-- BEGIN DATA FOR THIS EXERCISE --

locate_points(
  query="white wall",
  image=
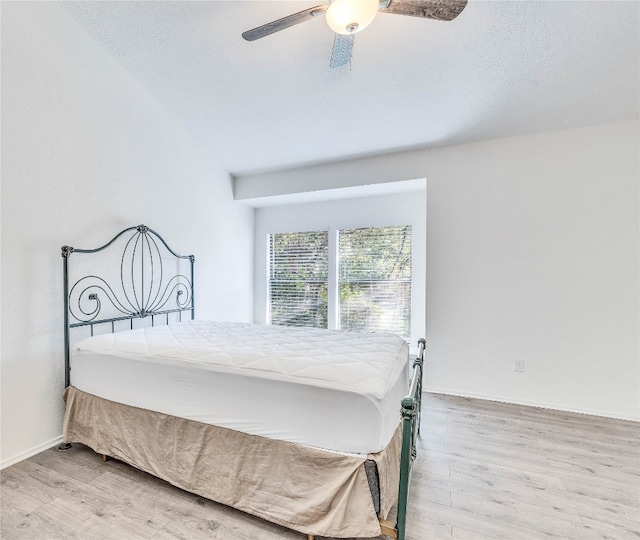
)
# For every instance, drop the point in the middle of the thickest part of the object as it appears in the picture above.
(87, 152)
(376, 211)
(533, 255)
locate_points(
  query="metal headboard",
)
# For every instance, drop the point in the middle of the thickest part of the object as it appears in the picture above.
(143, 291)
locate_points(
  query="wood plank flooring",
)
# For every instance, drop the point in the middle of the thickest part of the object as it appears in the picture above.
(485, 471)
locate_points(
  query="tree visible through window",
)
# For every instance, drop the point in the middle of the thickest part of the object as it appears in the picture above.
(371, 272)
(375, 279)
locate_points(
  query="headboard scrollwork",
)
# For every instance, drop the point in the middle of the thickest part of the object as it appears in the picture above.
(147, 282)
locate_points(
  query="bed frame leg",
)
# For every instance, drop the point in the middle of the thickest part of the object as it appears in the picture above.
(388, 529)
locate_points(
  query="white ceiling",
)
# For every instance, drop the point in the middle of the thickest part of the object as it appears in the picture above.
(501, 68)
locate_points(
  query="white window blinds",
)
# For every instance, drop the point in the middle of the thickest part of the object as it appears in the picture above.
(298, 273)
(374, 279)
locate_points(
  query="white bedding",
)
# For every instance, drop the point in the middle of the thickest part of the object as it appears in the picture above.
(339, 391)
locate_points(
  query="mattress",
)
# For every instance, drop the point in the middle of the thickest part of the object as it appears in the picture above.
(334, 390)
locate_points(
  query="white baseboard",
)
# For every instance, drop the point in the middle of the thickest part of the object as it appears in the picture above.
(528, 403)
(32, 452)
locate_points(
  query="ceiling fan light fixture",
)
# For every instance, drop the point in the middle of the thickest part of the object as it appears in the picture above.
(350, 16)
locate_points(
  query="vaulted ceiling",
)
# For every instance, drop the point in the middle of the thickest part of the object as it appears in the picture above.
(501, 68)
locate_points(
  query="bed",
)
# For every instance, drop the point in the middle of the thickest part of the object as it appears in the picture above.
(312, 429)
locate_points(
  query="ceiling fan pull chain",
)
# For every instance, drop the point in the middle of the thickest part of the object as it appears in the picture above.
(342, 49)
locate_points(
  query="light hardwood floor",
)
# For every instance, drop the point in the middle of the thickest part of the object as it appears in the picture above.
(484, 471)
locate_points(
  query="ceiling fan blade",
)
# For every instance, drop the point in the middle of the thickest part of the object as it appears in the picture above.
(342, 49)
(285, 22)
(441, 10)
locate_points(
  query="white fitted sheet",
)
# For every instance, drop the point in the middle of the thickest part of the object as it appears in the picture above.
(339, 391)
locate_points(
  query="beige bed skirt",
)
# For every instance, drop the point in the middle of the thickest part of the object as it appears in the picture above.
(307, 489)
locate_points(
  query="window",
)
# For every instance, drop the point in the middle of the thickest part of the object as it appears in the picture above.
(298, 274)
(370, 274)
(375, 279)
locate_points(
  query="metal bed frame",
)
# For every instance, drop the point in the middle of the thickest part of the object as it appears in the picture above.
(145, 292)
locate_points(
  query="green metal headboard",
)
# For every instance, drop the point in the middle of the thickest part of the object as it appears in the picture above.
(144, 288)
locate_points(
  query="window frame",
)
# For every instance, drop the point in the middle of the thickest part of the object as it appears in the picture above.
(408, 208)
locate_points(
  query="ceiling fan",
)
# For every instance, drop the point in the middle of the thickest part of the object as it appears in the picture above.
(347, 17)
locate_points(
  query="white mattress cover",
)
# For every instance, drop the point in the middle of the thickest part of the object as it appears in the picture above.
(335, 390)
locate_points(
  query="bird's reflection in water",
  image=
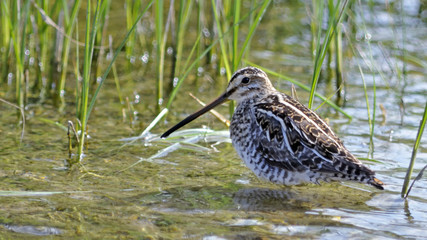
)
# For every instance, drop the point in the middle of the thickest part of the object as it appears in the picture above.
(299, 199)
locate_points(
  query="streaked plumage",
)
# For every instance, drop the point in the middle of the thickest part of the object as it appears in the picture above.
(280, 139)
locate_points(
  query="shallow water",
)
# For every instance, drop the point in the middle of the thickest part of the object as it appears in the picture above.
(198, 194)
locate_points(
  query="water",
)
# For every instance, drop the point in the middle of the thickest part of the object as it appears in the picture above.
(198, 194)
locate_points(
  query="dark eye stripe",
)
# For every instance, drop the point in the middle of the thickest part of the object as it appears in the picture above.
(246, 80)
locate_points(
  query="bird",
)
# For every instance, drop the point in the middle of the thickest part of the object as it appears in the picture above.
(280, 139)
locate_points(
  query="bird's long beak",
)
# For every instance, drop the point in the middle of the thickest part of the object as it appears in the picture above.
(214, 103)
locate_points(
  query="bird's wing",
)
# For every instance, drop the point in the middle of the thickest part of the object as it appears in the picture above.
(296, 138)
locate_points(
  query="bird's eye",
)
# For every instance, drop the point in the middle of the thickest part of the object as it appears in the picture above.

-- END DATA FOR THIS EXERCISE --

▶ [WHAT THE TASK ASKS]
Every entry should be returned exactly as written, minus the pictures.

▶ [OUTPUT BELOW]
locate_points(
  query="white wall",
  image=
)
# For every instance, drop the point in the middle of the thickest part of the object as it appears in the picture above.
(87, 152)
(376, 211)
(533, 255)
locate_points(
  query="metal headboard",
)
# For every instance, drop the point in the middle of the thickest part of the object as it appears in the picture above.
(143, 291)
locate_points(
  query="wood plank flooring",
)
# For every instance, drop the point in the middle of the thickest part of the object as it appears in the picture above.
(485, 471)
locate_points(
  query="tree visible through window",
)
# For every instance, drop the point in the middle of the thickest part of the object as it appears in the picture above.
(371, 272)
(375, 279)
locate_points(
  query="headboard scrollwork",
)
# For every instance, drop the point in the middle of the thickest part of the object as it appears in the picture above.
(147, 282)
locate_points(
  query="bed frame leg",
)
# For every instance, drop the point in the middle of the thickest part of the object as it appears in the picture above.
(388, 529)
locate_points(
  query="white ceiling",
)
# For every instance, drop the point in the middle of the thickest part of the object as it appears in the picture above.
(501, 68)
locate_points(
  query="white window blinds",
)
# For every instance, drop the point in the middle of the thickest part of the object as it appears in the picture above.
(298, 273)
(374, 279)
locate_points(
  query="white bedding",
)
# For every instance, drop the point in the middle of the thickest part of the object as it appears in the picture above.
(339, 391)
locate_points(
  query="mattress",
)
# For every instance, drop the point in the middle of the thickest part of the object as it appears in the picture above.
(334, 390)
locate_points(
  query="white baseboard",
)
# For every instance, drop the point in the middle of the thickest part of the object as it appears in the picture above.
(528, 403)
(32, 452)
locate_points(
  query="ceiling fan light fixture",
)
# For every instance, drop the point in the middle of the thickest part of the object as it appears in the picture above.
(350, 16)
locate_points(
  query="vaulted ceiling",
)
# For every instance, drop the point in the middle of the thickest part of the object as it appears in the picture above.
(501, 68)
locate_points(
  query="bed",
)
# For every instance, drop the point in the middle of the thickest part of the object as it appears in the picture above.
(312, 429)
locate_points(
  query="ceiling fan pull chain",
)
# For every instance, drop the point in the middle of the thickest part of the object as it appears in the picture above.
(342, 49)
locate_points(
  query="light hardwood floor",
)
# For every instance, drop the point in the middle of the thickest part of the object as it appears in the picture above.
(484, 471)
locate_points(
  query="ceiling fan blade",
)
# For every instance, drop the point in the middle of the thickest part of the object as it appears in the picture above.
(342, 49)
(285, 22)
(441, 10)
locate_points(
  query="white fitted sheet",
)
# For every instance, drop the point in the middle of the thickest part of the object as it appears in the picture above.
(339, 391)
locate_points(
  query="beige bed skirt",
)
# For every instance, drop the point in the middle of the thickest part of the object as it appears in the picture above.
(307, 489)
locate_points(
  query="window",
)
# For every instance, drop the point in the middle of the thickest part of the object as it appears in the picture above.
(298, 274)
(370, 274)
(375, 279)
locate_points(
  query="metal bed frame",
)
# For every instance, drop the point in the middle of the thickest part of the object as it appears in the picture above.
(145, 292)
locate_points(
  query="green metal headboard",
)
# For every instance, drop the point in the middle of the thickest part of the object as it appears in the picture above.
(144, 288)
locate_points(
  query="window frame",
)
# For every instance, drop the point in the middle of the thickest part of the object as it appears in the picture above.
(408, 208)
locate_points(
  query="ceiling fan",
)
# For every instance, drop the point in the middle of the thickest part of the object as it appears in the picture above.
(347, 17)
locate_points(
  query="white mattress cover",
)
# For every instance, drop the point in the middle of the thickest part of the object as it appears in the picture above.
(335, 390)
locate_points(
  query="bird's reflection in water",
  image=
)
# For every instance, drop the point in the middle of the thickest part of the object as it appears in the picture above.
(299, 199)
locate_points(
  query="streaked plumage",
)
# For every instance, drop the point in the middle of the thickest part of the object as it appears in the picture above.
(280, 139)
locate_points(
  query="shallow water",
)
# For every instance, drop the point in the middle of the thickest part of the object as it appears in the picture above.
(198, 194)
locate_points(
  query="water",
)
# For every instance, drop the point in the middle of the thickest part of the object as it appears in the picture above.
(198, 194)
locate_points(
  query="dark eye stripe",
)
# For every instance, drop the point in the middle of the thickest part of the object as it appears in the picture above.
(246, 80)
locate_points(
  query="bird",
)
# For every instance, drop the point in the middle of the thickest part of the object as it appears in the picture above.
(280, 139)
locate_points(
  query="bird's long beak",
)
# For every instance, drop the point in the middle of the thickest part of the object as it appears in the picture above.
(214, 103)
locate_points(
  query="bird's wing",
)
# For every instance, drop the point in the middle of the thickest part of the object as it appears in the picture above.
(296, 138)
locate_points(
  query="bird's eye",
)
# For every instance, drop the point in the middle of the thickest part of the object as it appears in the picture above.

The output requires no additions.